**** Data supplied ****

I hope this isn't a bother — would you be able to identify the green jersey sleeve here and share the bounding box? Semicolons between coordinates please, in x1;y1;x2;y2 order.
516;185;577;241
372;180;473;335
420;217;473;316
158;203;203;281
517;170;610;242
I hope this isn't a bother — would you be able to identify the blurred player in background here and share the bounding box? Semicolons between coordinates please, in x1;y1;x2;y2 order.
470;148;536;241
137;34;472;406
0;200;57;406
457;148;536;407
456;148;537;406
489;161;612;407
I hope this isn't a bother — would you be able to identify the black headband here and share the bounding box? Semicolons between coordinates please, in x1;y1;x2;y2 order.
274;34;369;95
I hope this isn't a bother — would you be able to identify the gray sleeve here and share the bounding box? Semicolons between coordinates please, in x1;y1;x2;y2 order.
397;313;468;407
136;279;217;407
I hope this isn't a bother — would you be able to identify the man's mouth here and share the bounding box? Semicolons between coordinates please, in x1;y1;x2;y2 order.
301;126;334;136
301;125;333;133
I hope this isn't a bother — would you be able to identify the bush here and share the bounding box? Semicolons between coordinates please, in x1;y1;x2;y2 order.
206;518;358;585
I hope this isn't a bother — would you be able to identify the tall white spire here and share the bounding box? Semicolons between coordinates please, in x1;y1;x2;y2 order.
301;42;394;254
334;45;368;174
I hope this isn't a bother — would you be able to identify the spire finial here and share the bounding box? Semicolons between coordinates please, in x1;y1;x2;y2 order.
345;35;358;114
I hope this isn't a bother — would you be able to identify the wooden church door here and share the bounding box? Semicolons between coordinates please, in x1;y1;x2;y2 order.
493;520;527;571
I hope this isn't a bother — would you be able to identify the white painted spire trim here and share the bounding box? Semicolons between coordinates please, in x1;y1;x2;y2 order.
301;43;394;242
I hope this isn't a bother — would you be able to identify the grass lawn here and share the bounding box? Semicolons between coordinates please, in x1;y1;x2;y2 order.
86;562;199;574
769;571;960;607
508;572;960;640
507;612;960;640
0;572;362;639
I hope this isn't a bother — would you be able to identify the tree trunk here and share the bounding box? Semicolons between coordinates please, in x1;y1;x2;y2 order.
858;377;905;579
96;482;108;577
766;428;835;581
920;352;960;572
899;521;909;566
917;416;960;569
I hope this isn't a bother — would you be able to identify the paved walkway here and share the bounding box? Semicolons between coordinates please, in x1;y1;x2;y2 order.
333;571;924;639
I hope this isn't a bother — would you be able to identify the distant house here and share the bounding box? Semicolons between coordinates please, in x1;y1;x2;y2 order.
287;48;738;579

****

The answer is the line containing "identify the distant" together with every line after it in the records, repeated exactly and with nothing else.

> **Solution to the exercise**:
I hope this isn't a bother — would you be able to identify the distant house here and share the bounding box? Semicolons between coordinates please, in x1;y1;x2;y2 order.
287;48;738;579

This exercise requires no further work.